What you need to do: Down to the last line, repeat the entries exactly.

Entries supplied:

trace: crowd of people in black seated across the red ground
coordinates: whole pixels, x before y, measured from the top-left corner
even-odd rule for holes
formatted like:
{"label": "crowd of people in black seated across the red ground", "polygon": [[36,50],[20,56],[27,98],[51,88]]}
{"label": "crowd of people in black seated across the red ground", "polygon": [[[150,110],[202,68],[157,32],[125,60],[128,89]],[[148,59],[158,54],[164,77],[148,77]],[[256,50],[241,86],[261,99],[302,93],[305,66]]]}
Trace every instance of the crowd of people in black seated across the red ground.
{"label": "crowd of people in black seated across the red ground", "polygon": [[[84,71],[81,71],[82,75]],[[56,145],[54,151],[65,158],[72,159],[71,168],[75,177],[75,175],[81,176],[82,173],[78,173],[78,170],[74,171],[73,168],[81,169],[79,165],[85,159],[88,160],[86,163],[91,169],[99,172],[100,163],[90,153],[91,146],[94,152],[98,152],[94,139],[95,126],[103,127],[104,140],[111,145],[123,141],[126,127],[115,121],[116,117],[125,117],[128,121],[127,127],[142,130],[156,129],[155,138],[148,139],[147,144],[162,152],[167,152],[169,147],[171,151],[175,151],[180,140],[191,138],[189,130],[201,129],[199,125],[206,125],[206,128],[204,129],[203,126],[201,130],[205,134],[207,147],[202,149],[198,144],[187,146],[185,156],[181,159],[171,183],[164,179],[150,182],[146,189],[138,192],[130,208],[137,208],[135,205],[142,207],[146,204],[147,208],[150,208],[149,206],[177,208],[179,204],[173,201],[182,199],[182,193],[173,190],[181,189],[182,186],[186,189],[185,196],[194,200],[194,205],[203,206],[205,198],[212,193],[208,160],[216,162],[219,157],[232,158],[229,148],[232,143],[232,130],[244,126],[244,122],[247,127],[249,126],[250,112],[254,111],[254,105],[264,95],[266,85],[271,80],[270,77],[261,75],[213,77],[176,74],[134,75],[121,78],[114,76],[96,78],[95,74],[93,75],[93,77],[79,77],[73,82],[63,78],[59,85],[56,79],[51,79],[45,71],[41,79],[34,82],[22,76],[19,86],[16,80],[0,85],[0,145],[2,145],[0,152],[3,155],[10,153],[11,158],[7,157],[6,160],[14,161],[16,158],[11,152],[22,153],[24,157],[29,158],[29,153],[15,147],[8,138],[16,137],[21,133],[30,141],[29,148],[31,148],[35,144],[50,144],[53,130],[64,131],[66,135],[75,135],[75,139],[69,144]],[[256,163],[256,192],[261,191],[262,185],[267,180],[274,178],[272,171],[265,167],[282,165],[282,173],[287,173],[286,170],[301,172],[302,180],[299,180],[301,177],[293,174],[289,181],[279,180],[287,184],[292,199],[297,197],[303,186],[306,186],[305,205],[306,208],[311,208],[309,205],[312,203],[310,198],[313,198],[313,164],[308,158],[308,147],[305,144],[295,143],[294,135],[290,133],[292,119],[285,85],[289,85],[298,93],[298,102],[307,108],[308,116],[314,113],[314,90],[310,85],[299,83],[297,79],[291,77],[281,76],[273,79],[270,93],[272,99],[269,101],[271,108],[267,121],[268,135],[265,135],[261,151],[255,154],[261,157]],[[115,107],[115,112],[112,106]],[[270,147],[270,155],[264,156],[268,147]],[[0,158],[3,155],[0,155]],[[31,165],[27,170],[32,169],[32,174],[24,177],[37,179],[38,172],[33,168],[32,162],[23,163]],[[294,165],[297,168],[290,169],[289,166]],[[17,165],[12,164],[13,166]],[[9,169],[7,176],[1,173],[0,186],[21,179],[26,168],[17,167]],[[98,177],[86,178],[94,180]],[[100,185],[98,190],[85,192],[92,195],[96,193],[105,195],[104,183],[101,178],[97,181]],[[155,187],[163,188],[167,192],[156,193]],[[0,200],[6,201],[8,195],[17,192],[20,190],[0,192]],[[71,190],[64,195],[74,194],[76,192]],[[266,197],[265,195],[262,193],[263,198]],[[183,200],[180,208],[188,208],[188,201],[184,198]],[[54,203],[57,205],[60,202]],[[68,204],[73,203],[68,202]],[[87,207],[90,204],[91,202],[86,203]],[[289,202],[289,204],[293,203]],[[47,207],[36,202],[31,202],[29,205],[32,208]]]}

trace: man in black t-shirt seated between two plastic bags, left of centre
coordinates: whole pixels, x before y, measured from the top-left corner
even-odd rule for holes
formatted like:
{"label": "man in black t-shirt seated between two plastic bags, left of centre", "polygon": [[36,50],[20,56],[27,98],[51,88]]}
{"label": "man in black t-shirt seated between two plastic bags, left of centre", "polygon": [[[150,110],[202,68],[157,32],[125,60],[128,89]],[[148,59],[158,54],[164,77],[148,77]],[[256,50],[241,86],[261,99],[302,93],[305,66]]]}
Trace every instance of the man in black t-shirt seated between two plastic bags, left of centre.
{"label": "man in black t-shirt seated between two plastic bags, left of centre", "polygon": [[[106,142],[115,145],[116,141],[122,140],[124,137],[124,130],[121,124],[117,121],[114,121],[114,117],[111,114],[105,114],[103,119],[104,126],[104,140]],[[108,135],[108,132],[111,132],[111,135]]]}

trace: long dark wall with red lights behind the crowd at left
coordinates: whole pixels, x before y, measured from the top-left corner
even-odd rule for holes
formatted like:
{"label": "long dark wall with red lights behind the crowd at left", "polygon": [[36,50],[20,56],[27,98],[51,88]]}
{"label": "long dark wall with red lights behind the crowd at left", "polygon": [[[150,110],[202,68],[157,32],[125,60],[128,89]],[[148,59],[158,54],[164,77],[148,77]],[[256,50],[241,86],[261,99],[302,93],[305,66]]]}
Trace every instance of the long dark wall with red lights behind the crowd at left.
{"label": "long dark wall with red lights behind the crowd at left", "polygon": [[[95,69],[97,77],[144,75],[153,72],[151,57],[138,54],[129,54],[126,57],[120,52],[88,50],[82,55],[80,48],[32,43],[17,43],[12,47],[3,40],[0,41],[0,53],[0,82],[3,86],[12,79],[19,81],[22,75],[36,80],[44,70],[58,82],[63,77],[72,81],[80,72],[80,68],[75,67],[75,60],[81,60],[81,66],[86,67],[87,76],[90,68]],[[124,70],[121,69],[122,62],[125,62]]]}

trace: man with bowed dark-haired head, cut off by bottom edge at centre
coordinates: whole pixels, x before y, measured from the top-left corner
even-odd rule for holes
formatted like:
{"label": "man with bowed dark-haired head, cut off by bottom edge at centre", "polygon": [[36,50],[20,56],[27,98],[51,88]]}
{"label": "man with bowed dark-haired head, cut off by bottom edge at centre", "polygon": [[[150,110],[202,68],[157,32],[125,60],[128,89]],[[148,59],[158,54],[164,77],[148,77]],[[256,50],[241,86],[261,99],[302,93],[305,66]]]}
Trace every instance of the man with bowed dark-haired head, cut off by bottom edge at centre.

Expected output:
trace: crowd of people in black seated across the red ground
coordinates: whole pixels, x before y, measured from the top-left corner
even-odd rule for holes
formatted like:
{"label": "crowd of people in black seated across the red ground", "polygon": [[36,50],[20,56],[27,98],[51,88]]}
{"label": "crowd of people in black seated across the red ground", "polygon": [[[150,110],[202,68],[157,32],[125,60],[128,89]],[[148,59],[158,54],[164,77],[148,77]],[[256,50],[241,86],[261,99],[302,93],[305,66]]]}
Trace every instance of the crowd of people in black seated across the red ground.
{"label": "crowd of people in black seated across the red ground", "polygon": [[[84,71],[81,71],[82,75]],[[56,145],[54,151],[65,158],[72,159],[71,168],[75,177],[75,175],[81,176],[82,173],[78,173],[78,170],[74,171],[73,168],[81,169],[79,165],[85,159],[88,160],[86,163],[91,169],[99,172],[100,163],[90,153],[91,146],[94,152],[98,152],[94,139],[95,126],[103,127],[104,140],[111,145],[123,141],[126,127],[115,121],[116,117],[125,117],[128,121],[127,127],[142,130],[156,129],[155,138],[148,139],[147,144],[162,152],[167,152],[169,147],[171,151],[175,151],[180,140],[191,138],[189,130],[201,129],[199,125],[206,125],[206,128],[204,129],[203,126],[201,130],[205,134],[207,147],[202,149],[198,144],[187,146],[185,156],[181,159],[171,183],[164,179],[150,182],[146,189],[138,192],[130,208],[137,208],[135,205],[142,207],[146,204],[147,208],[150,208],[149,206],[177,208],[179,204],[173,201],[182,199],[182,193],[173,190],[181,189],[182,186],[186,189],[185,196],[194,200],[194,205],[203,206],[205,198],[212,193],[208,160],[216,162],[219,157],[232,158],[229,148],[232,143],[232,130],[244,126],[244,122],[247,127],[249,126],[250,112],[254,111],[254,105],[264,95],[266,85],[271,80],[270,77],[261,75],[213,77],[176,74],[134,75],[121,78],[114,76],[96,78],[95,74],[93,75],[93,77],[79,77],[73,82],[63,78],[59,85],[56,79],[51,79],[45,71],[41,79],[34,82],[22,76],[19,86],[16,80],[0,85],[0,145],[2,145],[0,152],[3,155],[10,153],[11,158],[7,157],[6,160],[14,161],[16,158],[11,152],[22,153],[24,157],[29,158],[29,153],[15,147],[8,138],[16,137],[21,133],[30,141],[29,148],[31,148],[35,144],[50,144],[53,130],[64,131],[66,135],[75,135],[75,139],[69,144]],[[256,163],[256,192],[261,191],[262,185],[267,180],[274,178],[272,171],[265,167],[282,165],[282,173],[287,173],[286,170],[301,172],[302,180],[299,180],[301,177],[293,174],[289,181],[279,180],[287,184],[292,199],[297,197],[303,186],[306,186],[305,205],[306,208],[311,208],[309,205],[312,203],[310,198],[313,198],[313,164],[308,158],[308,147],[305,144],[295,143],[294,135],[290,133],[292,119],[285,85],[289,85],[298,93],[298,102],[307,108],[308,116],[314,113],[314,90],[310,85],[299,83],[297,79],[291,77],[281,76],[273,79],[270,93],[272,99],[269,101],[271,108],[267,121],[268,135],[265,135],[261,151],[255,154],[261,157]],[[115,107],[115,112],[112,106]],[[270,147],[270,155],[264,156],[268,147]],[[0,158],[3,155],[0,155]],[[31,165],[27,170],[32,169],[32,174],[24,177],[37,179],[38,172],[33,168],[32,162],[23,163]],[[294,165],[297,168],[290,169],[289,166]],[[17,165],[12,164],[13,166]],[[9,169],[7,176],[1,173],[0,186],[21,179],[26,168],[17,167]],[[98,177],[86,178],[94,180]],[[100,185],[98,190],[85,192],[92,195],[96,193],[105,195],[104,183],[101,178],[97,181]],[[155,187],[163,188],[167,192],[156,193]],[[0,200],[6,201],[8,195],[17,192],[20,190],[0,192]],[[71,190],[64,195],[74,194],[76,192]],[[266,197],[265,195],[262,193],[263,198]],[[183,200],[180,208],[188,208],[188,201],[184,198]],[[54,203],[57,205],[60,202]],[[68,204],[73,203],[68,202]],[[87,207],[90,204],[91,202],[86,203]],[[289,202],[289,204],[293,203]],[[47,207],[36,202],[31,202],[29,205],[32,208]]]}

trace: man in black t-shirt seated between two plastic bags, left of centre
coordinates: whole pixels, x before y, measured from the top-left corner
even-odd rule for holes
formatted like:
{"label": "man in black t-shirt seated between two plastic bags, left of centre", "polygon": [[36,50],[20,56],[27,98],[51,88]]}
{"label": "man in black t-shirt seated between two plastic bags, left of centre", "polygon": [[[150,110],[202,68],[157,32],[125,60],[128,89]],[[148,59],[158,54],[164,77],[148,77]],[[256,50],[241,86],[261,99],[302,93],[305,66]]]}
Trace every instance of the man in black t-shirt seated between two plastic bags, left of centre.
{"label": "man in black t-shirt seated between two plastic bags, left of centre", "polygon": [[[106,142],[115,145],[116,141],[122,140],[124,137],[124,130],[121,124],[117,121],[114,121],[114,117],[111,114],[105,114],[103,119],[104,126],[104,140]],[[108,135],[108,132],[111,132],[111,135]]]}

trace: long dark wall with red lights behind the crowd at left
coordinates: whole pixels, x before y, measured from the top-left corner
even-odd rule for holes
formatted like:
{"label": "long dark wall with red lights behind the crowd at left", "polygon": [[36,50],[20,56],[27,98],[51,88]]}
{"label": "long dark wall with red lights behind the crowd at left", "polygon": [[[150,110],[202,68],[157,32],[125,60],[128,89]],[[148,59],[158,54],[164,77],[148,77]],[[256,50],[241,86],[261,99],[302,93],[305,66]]]}
Trace every instance of the long dark wall with red lights behind the crowd at left.
{"label": "long dark wall with red lights behind the crowd at left", "polygon": [[[95,69],[97,77],[144,75],[153,72],[151,57],[138,54],[129,54],[126,57],[120,52],[88,50],[82,55],[80,48],[32,43],[17,43],[12,47],[3,40],[0,41],[0,53],[0,82],[3,86],[12,79],[19,81],[22,75],[36,80],[44,70],[58,82],[63,77],[72,81],[80,72],[80,68],[75,67],[75,60],[81,60],[81,66],[86,67],[87,76],[90,68]],[[124,70],[121,69],[122,62],[125,62]]]}

trace: man with bowed dark-haired head, cut off by bottom edge at centre
coordinates: whole pixels, x before y, measured from the top-left corner
even-odd rule for holes
formatted like:
{"label": "man with bowed dark-haired head, cut off by bottom edge at centre", "polygon": [[36,50],[20,56],[27,98],[51,88]]}
{"label": "man with bowed dark-haired head, cut off by bottom edge at centre", "polygon": [[[150,110],[202,68],[157,32],[125,60],[128,89]],[[148,59],[158,54],[164,77],[148,77]],[[256,50],[241,86],[261,99],[302,93],[305,66]]]}
Trace every instance of the man with bowed dark-haired head, cut off by bottom edge at centre.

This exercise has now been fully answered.